--- RECORDS FOR THE EXERCISE ---
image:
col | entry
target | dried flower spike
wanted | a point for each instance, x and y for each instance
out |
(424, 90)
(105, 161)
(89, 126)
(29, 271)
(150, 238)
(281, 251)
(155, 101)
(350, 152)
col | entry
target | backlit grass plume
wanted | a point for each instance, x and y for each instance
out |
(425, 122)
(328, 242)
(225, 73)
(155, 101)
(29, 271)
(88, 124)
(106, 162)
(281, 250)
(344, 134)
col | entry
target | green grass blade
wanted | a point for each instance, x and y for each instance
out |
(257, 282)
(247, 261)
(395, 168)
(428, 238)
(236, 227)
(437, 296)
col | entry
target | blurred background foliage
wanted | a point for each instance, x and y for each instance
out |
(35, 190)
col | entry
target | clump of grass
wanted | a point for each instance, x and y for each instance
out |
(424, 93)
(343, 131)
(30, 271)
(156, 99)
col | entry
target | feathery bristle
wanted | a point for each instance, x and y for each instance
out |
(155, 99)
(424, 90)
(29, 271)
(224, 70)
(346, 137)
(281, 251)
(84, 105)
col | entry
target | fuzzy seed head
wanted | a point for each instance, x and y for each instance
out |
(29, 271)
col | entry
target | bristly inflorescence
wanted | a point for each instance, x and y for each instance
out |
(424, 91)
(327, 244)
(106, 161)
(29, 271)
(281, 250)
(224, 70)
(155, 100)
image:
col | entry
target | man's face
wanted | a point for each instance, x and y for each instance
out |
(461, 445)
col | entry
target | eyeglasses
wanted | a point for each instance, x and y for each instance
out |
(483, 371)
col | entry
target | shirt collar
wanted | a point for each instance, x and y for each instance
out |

--- AIM OF THE TASK ---
Reproduce every line of the records above, requests included, with each x and y coordinate in the answers scaled by 2.4 and rounded to the nearest whole number, halves rounded up.

--- SOLUTION ---
image:
col | entry
target | dried flower spike
wanted | a point for each instance, x and y for each instance
out |
(1018, 216)
(252, 386)
(214, 302)
(70, 650)
(360, 571)
(674, 602)
(372, 242)
(840, 365)
col | entry
target | backlit grass plume
wanted | a point for each instance, x and y for each instance
out |
(1020, 293)
(787, 581)
(540, 175)
(372, 242)
(70, 650)
(211, 298)
(254, 389)
(674, 600)
(826, 322)
col | entry
target | green grass blade
wanted | a point for each instance, x and y for each instance
out |
(617, 677)
(593, 626)
(948, 403)
(1027, 571)
(566, 545)
(1049, 710)
col | entry
target | blurred background foliage
wanted | a point for each instance, x and y for each instance
out |
(84, 456)
col | entry
target | clump of grass
wanted | a point for each instance, x and y for each instance
out |
(1018, 223)
(823, 314)
(72, 650)
(374, 238)
col | entry
target | feathery bristle
wanted | a point for each instance, x and y for each instance
out |
(372, 238)
(1018, 216)
(70, 650)
(538, 168)
(830, 329)
(674, 602)
(202, 252)
col | entry
target | fuzzy seed head
wanted | a point for each instance, x and y for each instance
out |
(70, 650)
col | entry
target | bristly inflorescence
wanted | a point for each instance, x and y for each instance
out |
(1018, 218)
(785, 586)
(254, 386)
(70, 650)
(674, 600)
(538, 168)
(372, 240)
image:
col | entry
target | man's face
wanted | a point for each instance, x and y for each instance
out |
(1106, 1068)
col | entry
target | eyeglasses
wanted | a point for each instance, x and y for each instance
out |
(1159, 890)
col | entry
target | shirt collar
wanted | a point for each instance, x and y for each instance
out |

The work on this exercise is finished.